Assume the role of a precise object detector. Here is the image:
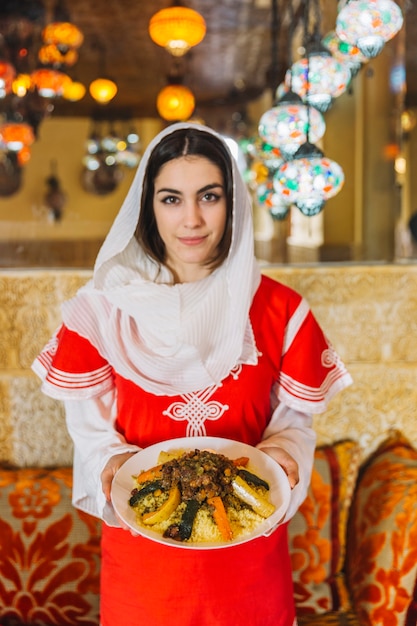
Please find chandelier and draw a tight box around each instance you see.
[258,91,326,158]
[0,0,85,171]
[156,84,195,122]
[336,0,403,58]
[273,141,345,217]
[149,2,206,56]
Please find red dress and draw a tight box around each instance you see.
[34,277,346,626]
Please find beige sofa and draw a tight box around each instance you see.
[0,265,417,626]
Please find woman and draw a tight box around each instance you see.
[34,124,350,626]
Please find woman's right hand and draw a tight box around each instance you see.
[101,452,136,502]
[101,452,137,537]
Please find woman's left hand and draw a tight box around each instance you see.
[101,452,135,502]
[256,444,300,489]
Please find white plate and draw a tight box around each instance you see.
[111,437,291,550]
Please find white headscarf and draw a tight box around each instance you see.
[63,123,260,395]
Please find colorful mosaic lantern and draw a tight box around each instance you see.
[149,6,206,56]
[88,78,118,104]
[0,122,35,152]
[285,51,351,113]
[273,142,345,216]
[156,85,195,122]
[256,172,291,220]
[30,68,71,98]
[336,0,403,58]
[322,30,369,75]
[0,61,16,98]
[42,22,84,51]
[38,43,78,67]
[258,92,326,158]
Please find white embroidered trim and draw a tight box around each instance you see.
[163,384,229,437]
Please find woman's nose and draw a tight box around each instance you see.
[185,200,203,228]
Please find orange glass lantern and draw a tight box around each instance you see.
[30,68,71,98]
[38,43,78,67]
[156,85,195,122]
[12,74,32,98]
[0,122,35,152]
[0,61,16,98]
[62,80,87,102]
[17,146,32,167]
[42,22,84,48]
[149,6,206,56]
[89,78,117,104]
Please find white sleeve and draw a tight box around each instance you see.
[257,403,316,521]
[65,390,140,526]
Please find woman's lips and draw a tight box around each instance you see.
[178,236,206,246]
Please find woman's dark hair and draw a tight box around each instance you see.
[135,128,233,269]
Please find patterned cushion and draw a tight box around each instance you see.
[347,433,417,626]
[289,441,359,616]
[297,611,361,626]
[0,468,100,626]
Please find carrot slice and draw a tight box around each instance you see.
[233,456,249,467]
[207,496,233,541]
[135,464,162,485]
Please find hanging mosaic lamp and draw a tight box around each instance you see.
[88,78,117,104]
[156,85,195,122]
[149,6,206,56]
[322,30,369,76]
[336,0,403,58]
[42,22,84,50]
[273,141,345,217]
[0,122,35,152]
[258,91,326,159]
[285,43,352,113]
[12,74,32,98]
[256,172,291,220]
[38,43,78,67]
[0,60,16,99]
[62,80,87,102]
[30,67,71,98]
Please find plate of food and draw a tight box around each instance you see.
[111,437,291,549]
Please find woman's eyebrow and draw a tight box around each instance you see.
[155,183,223,195]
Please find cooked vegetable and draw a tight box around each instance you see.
[129,480,163,506]
[142,485,181,524]
[238,468,269,491]
[135,463,162,485]
[232,476,275,518]
[233,456,249,467]
[207,496,233,541]
[129,449,275,542]
[164,500,201,541]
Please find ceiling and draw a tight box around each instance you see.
[0,0,417,125]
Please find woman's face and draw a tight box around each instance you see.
[153,156,226,283]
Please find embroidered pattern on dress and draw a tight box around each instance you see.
[162,383,229,437]
[230,363,242,380]
[321,345,343,367]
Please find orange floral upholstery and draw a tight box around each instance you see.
[0,468,100,626]
[289,441,359,617]
[347,433,417,626]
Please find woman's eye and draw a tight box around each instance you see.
[203,191,220,202]
[162,196,178,204]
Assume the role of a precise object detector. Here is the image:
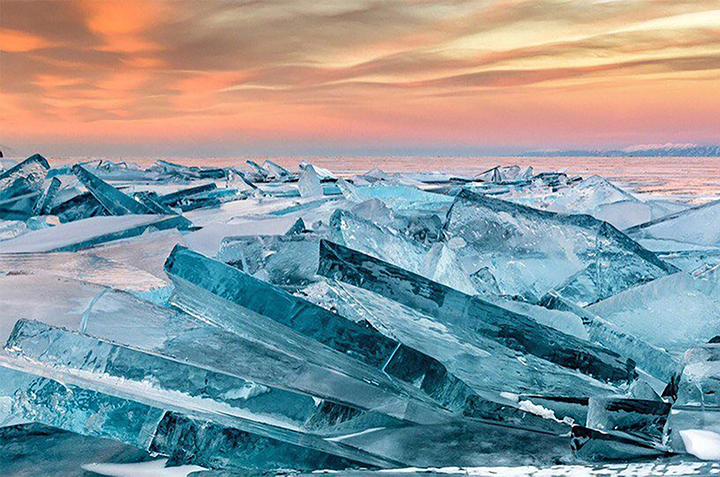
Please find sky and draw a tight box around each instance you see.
[0,0,720,157]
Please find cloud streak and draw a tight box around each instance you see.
[0,0,720,155]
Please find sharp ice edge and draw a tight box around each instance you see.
[0,154,720,475]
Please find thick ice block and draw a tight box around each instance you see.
[217,233,320,285]
[625,200,720,250]
[301,282,613,433]
[149,413,366,471]
[165,247,480,406]
[541,287,680,386]
[0,154,50,201]
[0,215,190,253]
[5,320,399,436]
[327,209,476,294]
[33,177,60,215]
[585,397,670,443]
[298,164,323,197]
[72,164,152,215]
[445,190,677,305]
[81,290,448,423]
[571,426,671,461]
[338,179,453,211]
[319,240,635,384]
[588,272,720,358]
[50,192,110,223]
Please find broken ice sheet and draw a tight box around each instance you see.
[0,359,372,469]
[5,320,399,458]
[81,284,447,423]
[302,282,613,426]
[319,240,634,384]
[0,215,184,253]
[445,190,677,305]
[165,247,486,414]
[588,272,720,357]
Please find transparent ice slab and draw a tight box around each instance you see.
[625,201,720,250]
[586,396,670,444]
[327,210,476,294]
[50,192,110,223]
[319,240,635,384]
[81,286,448,423]
[5,320,400,437]
[33,177,61,215]
[0,154,50,201]
[338,179,453,211]
[72,164,152,215]
[0,215,190,253]
[587,272,720,357]
[0,360,378,470]
[445,190,677,305]
[302,281,613,433]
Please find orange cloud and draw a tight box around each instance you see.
[0,29,48,52]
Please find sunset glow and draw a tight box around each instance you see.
[0,0,720,156]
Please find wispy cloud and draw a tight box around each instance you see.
[0,0,720,155]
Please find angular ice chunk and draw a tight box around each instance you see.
[327,209,476,294]
[625,200,720,250]
[50,192,110,223]
[586,397,670,443]
[571,426,671,461]
[217,232,320,285]
[33,177,60,215]
[298,164,323,197]
[5,320,399,436]
[445,190,677,304]
[81,284,447,423]
[319,240,635,383]
[542,292,680,386]
[72,164,152,215]
[588,272,720,356]
[338,179,453,211]
[165,247,478,406]
[0,154,50,201]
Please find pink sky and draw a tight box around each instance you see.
[0,0,720,156]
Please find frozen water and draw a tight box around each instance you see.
[0,155,720,475]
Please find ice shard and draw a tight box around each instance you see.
[0,215,190,253]
[50,192,110,223]
[5,320,400,437]
[445,190,677,305]
[541,292,680,386]
[338,179,453,211]
[586,397,670,444]
[72,164,152,215]
[0,154,50,201]
[80,284,448,423]
[587,272,720,357]
[217,232,320,285]
[571,426,672,461]
[0,154,50,220]
[0,423,150,477]
[299,281,614,424]
[327,209,477,294]
[319,240,635,383]
[625,200,720,250]
[0,361,372,469]
[33,177,60,215]
[157,182,217,207]
[165,247,498,408]
[666,338,720,460]
[298,164,323,197]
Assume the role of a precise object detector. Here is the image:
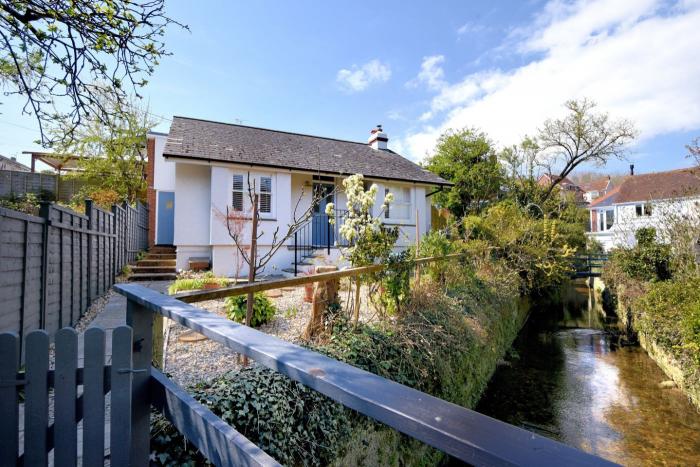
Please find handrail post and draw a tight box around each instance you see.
[326,216,331,255]
[126,300,153,466]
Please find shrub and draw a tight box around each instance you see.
[0,193,40,216]
[151,366,350,465]
[168,271,228,295]
[634,277,700,365]
[226,292,277,327]
[612,227,671,281]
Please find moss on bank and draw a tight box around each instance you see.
[152,258,527,465]
[603,272,700,409]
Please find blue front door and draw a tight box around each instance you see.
[311,183,335,247]
[156,191,175,245]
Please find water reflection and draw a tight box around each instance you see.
[477,283,700,465]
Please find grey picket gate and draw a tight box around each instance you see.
[0,326,134,467]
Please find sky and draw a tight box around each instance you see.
[0,0,700,173]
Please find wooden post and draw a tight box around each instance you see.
[415,208,420,285]
[126,300,153,466]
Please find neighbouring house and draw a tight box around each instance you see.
[580,176,615,203]
[587,168,700,251]
[148,117,451,276]
[0,156,29,172]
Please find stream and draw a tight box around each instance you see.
[476,279,700,466]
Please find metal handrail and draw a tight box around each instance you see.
[115,284,614,466]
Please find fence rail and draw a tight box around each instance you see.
[173,253,467,303]
[0,200,148,356]
[115,284,614,466]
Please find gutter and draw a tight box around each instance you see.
[163,153,454,189]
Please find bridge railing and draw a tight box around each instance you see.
[115,284,612,466]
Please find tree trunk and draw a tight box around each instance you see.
[243,194,258,366]
[353,276,362,327]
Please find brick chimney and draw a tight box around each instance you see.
[367,125,389,149]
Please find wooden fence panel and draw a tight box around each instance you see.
===============
• PROBLEM TO SOLVE
Can you give everything from the line containing "Please find wooden post" down to the end of the material as a Markdown table with the columns Row and Entry, numbering each line and leaving out blank lines?

• TASK ANSWER
| Row | Entry |
|---|---|
| 1 | Please find wooden post and draw a tight box around each instance you see. |
| 2 | [415,208,420,285] |
| 3 | [126,300,153,466] |
| 4 | Please find neighbouring house and draw a tight box around each instance you see. |
| 5 | [580,176,615,203] |
| 6 | [587,168,700,251] |
| 7 | [148,117,451,276] |
| 8 | [0,156,29,172] |
| 9 | Please find stream and draw a tight box around each instance you see. |
| 10 | [476,279,700,466] |
| 11 | Please find metal handrail and draw a tight box around each instance you see. |
| 12 | [115,284,614,466] |
| 13 | Please find fence rail and draw a tight box around each instance you see. |
| 14 | [173,253,467,303] |
| 15 | [0,200,148,356] |
| 16 | [115,284,614,466] |
| 17 | Please find gutter and draw a tight box around each instance you see. |
| 18 | [163,153,454,189] |
| 19 | Please find bridge railing and draw a tight box around each instance you see. |
| 20 | [115,284,612,466] |
| 21 | Please find tree trunk and draw a tight box around each instance you see. |
| 22 | [243,194,258,366] |
| 23 | [353,276,362,327] |
| 24 | Please find brick chimney and draw a tight box around each instance you see. |
| 25 | [367,125,389,149] |
| 26 | Please find wooden fence panel and draw a tight box around each instance you see. |